WHAT IS EXPECTED: Render the listing below as a Markdown table with the columns Row and Line, one numbered row for each line and no rows for blank lines. Leave the pictures out of the table.

# start of PROVIDED RECORDS

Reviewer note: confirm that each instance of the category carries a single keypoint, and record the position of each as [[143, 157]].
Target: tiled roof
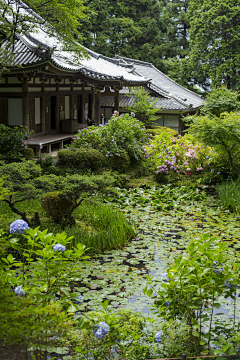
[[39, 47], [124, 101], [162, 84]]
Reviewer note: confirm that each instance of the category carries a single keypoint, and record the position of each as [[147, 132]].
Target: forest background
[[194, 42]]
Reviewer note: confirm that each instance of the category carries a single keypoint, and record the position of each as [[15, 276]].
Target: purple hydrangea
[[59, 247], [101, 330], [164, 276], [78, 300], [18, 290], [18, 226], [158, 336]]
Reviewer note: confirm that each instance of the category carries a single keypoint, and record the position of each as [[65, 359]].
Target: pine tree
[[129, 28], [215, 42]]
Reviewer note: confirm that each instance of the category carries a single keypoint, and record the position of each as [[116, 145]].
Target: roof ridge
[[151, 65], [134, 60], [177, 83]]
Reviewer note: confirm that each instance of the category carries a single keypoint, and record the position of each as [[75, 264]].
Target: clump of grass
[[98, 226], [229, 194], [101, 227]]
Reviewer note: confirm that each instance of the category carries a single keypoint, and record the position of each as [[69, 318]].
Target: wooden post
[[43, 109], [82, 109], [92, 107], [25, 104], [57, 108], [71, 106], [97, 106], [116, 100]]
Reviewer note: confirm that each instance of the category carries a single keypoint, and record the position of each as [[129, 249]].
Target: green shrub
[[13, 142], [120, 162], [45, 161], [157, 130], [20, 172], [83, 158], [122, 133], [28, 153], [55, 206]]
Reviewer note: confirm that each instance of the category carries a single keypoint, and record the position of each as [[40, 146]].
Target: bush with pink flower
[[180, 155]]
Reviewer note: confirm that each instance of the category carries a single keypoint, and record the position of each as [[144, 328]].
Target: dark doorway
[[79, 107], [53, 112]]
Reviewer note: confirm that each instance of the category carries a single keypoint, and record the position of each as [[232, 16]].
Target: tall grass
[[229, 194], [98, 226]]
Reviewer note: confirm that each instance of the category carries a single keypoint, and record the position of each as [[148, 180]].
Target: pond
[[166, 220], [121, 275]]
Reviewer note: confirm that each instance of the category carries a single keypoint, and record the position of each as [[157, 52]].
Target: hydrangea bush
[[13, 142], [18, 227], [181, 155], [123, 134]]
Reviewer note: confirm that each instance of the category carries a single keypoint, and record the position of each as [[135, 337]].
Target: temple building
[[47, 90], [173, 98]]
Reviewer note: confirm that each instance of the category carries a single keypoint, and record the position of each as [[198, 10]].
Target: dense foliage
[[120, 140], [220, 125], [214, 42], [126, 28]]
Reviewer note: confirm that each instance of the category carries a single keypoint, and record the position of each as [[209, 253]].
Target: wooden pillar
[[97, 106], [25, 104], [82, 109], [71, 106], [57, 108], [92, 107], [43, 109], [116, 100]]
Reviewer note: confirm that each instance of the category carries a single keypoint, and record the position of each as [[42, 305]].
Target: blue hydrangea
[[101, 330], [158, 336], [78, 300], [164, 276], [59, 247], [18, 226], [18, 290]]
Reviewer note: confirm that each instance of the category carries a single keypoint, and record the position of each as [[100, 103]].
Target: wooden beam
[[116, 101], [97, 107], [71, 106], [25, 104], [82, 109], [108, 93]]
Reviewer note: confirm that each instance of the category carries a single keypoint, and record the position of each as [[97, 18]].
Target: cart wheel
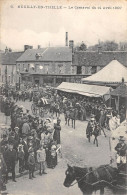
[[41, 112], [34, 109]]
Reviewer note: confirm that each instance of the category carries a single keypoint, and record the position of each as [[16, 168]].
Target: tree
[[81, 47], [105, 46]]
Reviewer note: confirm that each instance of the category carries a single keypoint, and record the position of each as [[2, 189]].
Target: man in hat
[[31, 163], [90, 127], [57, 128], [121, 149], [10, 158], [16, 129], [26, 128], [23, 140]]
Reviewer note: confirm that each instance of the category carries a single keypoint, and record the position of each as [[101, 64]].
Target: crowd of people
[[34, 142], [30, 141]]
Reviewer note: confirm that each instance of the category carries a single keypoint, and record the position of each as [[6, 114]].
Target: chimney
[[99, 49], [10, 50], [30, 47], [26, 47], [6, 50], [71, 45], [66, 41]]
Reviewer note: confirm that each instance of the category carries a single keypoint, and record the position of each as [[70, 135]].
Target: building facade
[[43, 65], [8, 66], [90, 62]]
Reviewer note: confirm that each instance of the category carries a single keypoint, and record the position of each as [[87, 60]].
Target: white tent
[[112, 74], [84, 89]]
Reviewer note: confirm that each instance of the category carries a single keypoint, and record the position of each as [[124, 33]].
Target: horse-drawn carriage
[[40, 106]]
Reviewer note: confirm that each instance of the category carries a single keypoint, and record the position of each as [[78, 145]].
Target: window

# end of PROVIDED RECORDS

RESPONSE BELOW:
| Row | Line |
|---|---|
| 1 | Reviewer note: confirm that each instance of the category carries a single keypoint, and record the position of each as [[143, 157]]. |
| 2 | Target: tiled roof |
| 3 | [[39, 47], [124, 101], [162, 84]] |
| 4 | Reviewer note: confirm that each instance of the category carries a single keypoint, and record the position of each as [[147, 132]]. |
| 5 | Target: forest background |
| 6 | [[194, 42]] |
| 7 | Reviewer note: confirm that each instance of the category carries a single keypoint, and record the position of each as [[15, 276]]. |
| 8 | Target: purple hydrangea |
| 9 | [[59, 247], [101, 330], [164, 276], [78, 300], [18, 290], [18, 226], [158, 336]] |
| 10 | Reviewer note: confirm that each instance of the category carries a single keypoint, and record the position of each as [[65, 359]]. |
| 11 | Target: pine tree |
| 12 | [[129, 28], [215, 42]] |
| 13 | Reviewer note: confirm that each instance of the category carries a single keypoint, and record the position of each as [[116, 145]]. |
| 14 | Target: roof ridge |
| 15 | [[151, 65], [134, 60], [177, 83]] |
| 16 | Reviewer note: confirm that each instance of the category carries a single keypoint, and record the position of each as [[75, 264]]. |
| 17 | Target: clump of grass |
| 18 | [[98, 226], [229, 194], [101, 227]] |
| 19 | Reviewer note: confirm that each instance of the category carries a single keypoint, and record the position of each as [[69, 318]]. |
| 20 | Target: wooden post |
| 21 | [[43, 109], [82, 109], [92, 107], [25, 104], [57, 108], [71, 106], [97, 106], [116, 100]] |
| 22 | Reviewer note: confirm that each instance of the category carries a single keypoint, and record the position of each as [[129, 249]]. |
| 23 | Target: green shrub |
| 24 | [[13, 142], [120, 162], [45, 161], [157, 130], [20, 172], [83, 158], [122, 133], [28, 153], [55, 206]] |
| 25 | Reviewer note: confirm that each instance of the category carries a single keypoint, and record the position of each as [[40, 146]]. |
| 26 | Target: bush with pink flower |
| 27 | [[180, 155]] |
| 28 | Reviewer note: confirm that each instance of the category carries a single keypoint, and record the position of each as [[144, 328]]. |
| 29 | Target: dark doorway |
| 30 | [[79, 107], [53, 112]] |
| 31 | Reviewer note: confirm that each instance of the category carries a single keypoint, and record the position of each as [[232, 16]]. |
| 32 | Target: tall grass |
| 33 | [[229, 194], [98, 226]] |
| 34 | Reviewer note: confirm that each instance of the category carries a single keypoint, and record the position of each as [[148, 180]]. |
| 35 | Target: pond |
| 36 | [[166, 220], [121, 275]] |
| 37 | Reviewer note: confirm that each instance of the category carries a single keypoint, and record the position of each as [[157, 52]]. |
| 38 | Target: hydrangea bush |
| 39 | [[13, 142], [18, 227], [181, 155], [123, 134]] |
| 40 | Reviewer note: confirm that each instance of the category carries a single keypoint, and record the position of each as [[135, 337]]. |
| 41 | Target: temple building |
| 42 | [[47, 90], [173, 98]] |
| 43 | Reviewer note: confirm that each instance of the category carries a single keypoint, and record the position of each as [[198, 10]]. |
| 44 | Target: dense foliage |
| 45 | [[120, 140], [220, 125], [214, 42], [126, 28]] |
| 46 | Reviewer note: confirm that each instance of the category carries a single keypoint, and record the position of each as [[209, 253]]. |
| 47 | Target: wooden pillar |
| 48 | [[97, 106], [25, 104], [82, 109], [71, 106], [57, 108], [92, 107], [43, 109], [116, 100]] |
| 49 | Reviewer note: confirm that each instance of the category carries a single keypoint, and record the position of each as [[42, 305]]. |
| 50 | Target: blue hydrangea |
| 51 | [[101, 330], [158, 336], [78, 300], [164, 276], [59, 247], [18, 226], [18, 290]] |
| 52 | Reviewer note: confirm that each instance of the category carries a single keypoint, and record the position of each as [[100, 103]]. |
| 53 | Target: wooden beam |
| 54 | [[116, 101], [97, 107], [71, 106], [25, 104], [82, 109], [108, 93]] |
| 55 | Reviewer note: confirm that each instance of the category carries a single keypoint, and record the position of each as [[97, 18]]. |
| 56 | Target: cart wheel |
| 57 | [[41, 112], [34, 109]] |
| 58 | Reviewer note: confirm that each instance of the category carries a single keypoint, and record the position of each as [[16, 168]]. |
| 59 | Target: tree |
| 60 | [[81, 47], [105, 46]] |
| 61 | Reviewer note: confirm that each instance of the category carries a single keypoint, and record the position of each as [[2, 189]]. |
| 62 | Target: man in hat |
| 63 | [[31, 163], [90, 127], [57, 128], [121, 149], [10, 158], [16, 129], [26, 128], [23, 140]] |
| 64 | Reviewer note: confirm that each instance of the category carries a single keypoint, and record the position of each as [[101, 64]]. |
| 65 | Target: crowd of people |
| 66 | [[34, 142], [30, 141]] |
| 67 | Reviewer note: confirm that each instance of the category carries a single keypoint, and record the position of each as [[6, 114]]. |
| 68 | Target: chimney |
| 69 | [[99, 49], [10, 50], [30, 47], [26, 47], [6, 50], [71, 45], [66, 41]] |
| 70 | Reviewer note: confirm that each instance of the category carries a single keypoint, and record the position of each as [[70, 135]]. |
| 71 | Target: building facade |
| 72 | [[43, 65], [8, 66], [90, 62]] |
| 73 | Reviewer note: confirm that each instance of the category carries a single keypoint, and record the position of each as [[87, 60]]. |
| 74 | Target: white tent |
| 75 | [[112, 74], [84, 89]] |
| 76 | Reviewer note: confirm that each instance of the category carries a single keypoint, and record the position of each as [[124, 33]]. |
| 77 | Target: horse-drawn carriage |
| 78 | [[40, 106]] |
| 79 | Reviewer note: confirm that each instance of the category carries a single keypoint, and record the position of each as [[78, 145]]. |
| 80 | Target: window |